**Exercise**
In the reply, include exactly the lines of the entries below from the first to the line with "460 135 L 447", that line included.
*** Input records Section Begins ***
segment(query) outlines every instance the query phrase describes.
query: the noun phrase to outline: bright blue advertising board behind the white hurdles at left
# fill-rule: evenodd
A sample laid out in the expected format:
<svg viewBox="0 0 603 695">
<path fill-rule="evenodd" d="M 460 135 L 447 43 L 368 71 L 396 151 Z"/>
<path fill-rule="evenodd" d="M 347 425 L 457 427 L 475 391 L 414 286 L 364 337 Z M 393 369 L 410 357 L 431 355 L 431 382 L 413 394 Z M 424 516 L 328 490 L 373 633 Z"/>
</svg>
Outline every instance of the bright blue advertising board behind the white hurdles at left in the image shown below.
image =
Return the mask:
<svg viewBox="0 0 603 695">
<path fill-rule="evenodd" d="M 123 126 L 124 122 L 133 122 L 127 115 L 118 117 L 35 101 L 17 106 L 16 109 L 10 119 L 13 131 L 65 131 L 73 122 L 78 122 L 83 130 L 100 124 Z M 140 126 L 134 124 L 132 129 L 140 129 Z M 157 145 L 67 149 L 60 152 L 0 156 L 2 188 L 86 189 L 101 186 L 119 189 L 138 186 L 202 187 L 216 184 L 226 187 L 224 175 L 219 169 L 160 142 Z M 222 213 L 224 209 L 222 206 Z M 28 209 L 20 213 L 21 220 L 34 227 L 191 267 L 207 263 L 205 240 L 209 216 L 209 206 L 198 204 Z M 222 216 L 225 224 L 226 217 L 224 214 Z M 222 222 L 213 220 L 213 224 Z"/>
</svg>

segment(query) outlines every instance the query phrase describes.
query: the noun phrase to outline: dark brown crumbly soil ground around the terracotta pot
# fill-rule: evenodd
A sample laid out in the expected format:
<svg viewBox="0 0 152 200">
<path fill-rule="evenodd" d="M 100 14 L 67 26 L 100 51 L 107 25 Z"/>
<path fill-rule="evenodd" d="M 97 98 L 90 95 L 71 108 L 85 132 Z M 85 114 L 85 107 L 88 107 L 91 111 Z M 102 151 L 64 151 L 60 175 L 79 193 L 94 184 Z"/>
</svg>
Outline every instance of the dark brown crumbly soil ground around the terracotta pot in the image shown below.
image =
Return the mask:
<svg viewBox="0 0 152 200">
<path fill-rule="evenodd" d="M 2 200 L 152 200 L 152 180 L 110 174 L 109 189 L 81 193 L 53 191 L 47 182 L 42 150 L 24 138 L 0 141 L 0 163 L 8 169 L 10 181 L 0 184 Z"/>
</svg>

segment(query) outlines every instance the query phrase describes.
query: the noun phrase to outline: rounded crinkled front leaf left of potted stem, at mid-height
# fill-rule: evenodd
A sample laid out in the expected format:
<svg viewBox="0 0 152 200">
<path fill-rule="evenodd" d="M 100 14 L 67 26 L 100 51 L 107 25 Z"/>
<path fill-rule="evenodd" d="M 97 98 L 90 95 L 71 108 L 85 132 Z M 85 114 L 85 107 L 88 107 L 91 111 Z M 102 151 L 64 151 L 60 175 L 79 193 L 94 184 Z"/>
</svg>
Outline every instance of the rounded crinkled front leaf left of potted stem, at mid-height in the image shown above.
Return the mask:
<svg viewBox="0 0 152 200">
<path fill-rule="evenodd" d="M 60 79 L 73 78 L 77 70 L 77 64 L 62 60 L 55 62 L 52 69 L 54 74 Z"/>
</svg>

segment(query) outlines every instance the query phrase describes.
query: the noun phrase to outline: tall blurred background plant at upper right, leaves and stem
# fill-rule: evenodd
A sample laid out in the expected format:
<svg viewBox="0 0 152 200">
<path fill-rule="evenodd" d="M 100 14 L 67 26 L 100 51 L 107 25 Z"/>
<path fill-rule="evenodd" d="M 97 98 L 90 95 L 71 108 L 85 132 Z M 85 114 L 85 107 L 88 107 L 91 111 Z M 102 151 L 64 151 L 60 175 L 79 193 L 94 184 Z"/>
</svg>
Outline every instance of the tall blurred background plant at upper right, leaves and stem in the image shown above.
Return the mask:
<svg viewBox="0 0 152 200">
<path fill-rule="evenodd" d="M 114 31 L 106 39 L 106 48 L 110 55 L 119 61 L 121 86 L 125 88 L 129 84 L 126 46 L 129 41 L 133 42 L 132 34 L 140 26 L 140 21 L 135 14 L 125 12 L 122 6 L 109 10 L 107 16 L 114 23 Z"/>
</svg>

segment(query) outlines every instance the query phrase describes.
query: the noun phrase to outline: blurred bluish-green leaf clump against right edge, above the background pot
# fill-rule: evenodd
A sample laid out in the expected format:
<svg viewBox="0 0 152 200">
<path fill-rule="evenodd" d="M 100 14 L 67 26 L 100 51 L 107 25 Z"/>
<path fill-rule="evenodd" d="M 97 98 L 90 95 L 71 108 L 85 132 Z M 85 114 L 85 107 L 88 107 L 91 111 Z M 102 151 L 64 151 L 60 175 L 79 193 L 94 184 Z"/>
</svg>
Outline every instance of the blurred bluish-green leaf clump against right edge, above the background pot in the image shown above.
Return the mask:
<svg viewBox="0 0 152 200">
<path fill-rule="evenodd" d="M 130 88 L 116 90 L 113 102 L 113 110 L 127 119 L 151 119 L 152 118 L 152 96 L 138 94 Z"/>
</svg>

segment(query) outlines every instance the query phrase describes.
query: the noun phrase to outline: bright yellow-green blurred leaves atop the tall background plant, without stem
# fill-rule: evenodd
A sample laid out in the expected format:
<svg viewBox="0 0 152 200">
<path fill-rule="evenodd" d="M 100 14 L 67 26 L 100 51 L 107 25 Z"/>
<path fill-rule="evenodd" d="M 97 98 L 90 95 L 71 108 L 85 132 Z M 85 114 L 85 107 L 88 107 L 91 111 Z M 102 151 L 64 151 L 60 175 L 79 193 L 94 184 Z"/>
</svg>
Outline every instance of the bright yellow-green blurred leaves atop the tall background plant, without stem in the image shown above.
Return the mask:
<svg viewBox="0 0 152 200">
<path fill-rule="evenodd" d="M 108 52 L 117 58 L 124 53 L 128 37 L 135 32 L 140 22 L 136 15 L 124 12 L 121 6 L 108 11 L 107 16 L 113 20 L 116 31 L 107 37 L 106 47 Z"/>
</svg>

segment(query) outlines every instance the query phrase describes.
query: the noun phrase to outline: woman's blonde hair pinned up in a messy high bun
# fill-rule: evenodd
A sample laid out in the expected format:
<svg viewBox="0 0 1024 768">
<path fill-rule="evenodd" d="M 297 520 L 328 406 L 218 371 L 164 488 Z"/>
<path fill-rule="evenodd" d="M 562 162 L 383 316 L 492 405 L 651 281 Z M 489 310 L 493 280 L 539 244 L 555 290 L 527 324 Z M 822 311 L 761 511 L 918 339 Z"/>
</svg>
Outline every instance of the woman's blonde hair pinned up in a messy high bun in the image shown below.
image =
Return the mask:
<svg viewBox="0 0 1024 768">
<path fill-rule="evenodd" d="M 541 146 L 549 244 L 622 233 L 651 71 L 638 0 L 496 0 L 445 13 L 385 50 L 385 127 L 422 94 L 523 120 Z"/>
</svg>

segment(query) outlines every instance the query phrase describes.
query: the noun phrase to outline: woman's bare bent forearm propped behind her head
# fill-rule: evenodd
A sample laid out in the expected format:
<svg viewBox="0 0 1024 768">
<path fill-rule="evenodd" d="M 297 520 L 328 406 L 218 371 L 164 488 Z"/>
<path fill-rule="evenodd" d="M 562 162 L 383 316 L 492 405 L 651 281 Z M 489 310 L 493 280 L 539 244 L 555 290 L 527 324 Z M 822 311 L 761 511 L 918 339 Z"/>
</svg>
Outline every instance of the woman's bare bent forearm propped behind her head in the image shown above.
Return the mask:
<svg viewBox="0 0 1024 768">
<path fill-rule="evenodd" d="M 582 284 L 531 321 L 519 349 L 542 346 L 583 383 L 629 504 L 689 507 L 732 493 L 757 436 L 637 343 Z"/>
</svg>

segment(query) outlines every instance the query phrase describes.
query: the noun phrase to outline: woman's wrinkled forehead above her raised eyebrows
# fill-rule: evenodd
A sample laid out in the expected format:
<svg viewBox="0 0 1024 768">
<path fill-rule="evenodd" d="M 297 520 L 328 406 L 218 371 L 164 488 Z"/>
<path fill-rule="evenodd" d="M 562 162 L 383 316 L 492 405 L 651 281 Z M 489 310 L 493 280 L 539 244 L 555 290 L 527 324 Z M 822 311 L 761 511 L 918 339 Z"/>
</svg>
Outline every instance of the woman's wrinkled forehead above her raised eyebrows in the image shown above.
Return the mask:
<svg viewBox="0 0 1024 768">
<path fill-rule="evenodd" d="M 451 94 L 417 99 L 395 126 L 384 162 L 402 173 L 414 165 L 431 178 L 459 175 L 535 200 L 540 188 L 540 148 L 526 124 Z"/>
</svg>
*** Input records Section Ends ***
**Solved problem**
segment(query) outlines every instance the query phrase describes.
query: the noun phrase to outline: bright blue advertising board behind the white hurdles at left
# fill-rule: evenodd
A sample laid out in the expected format:
<svg viewBox="0 0 603 695">
<path fill-rule="evenodd" d="M 460 135 L 447 43 L 368 71 L 396 151 Z"/>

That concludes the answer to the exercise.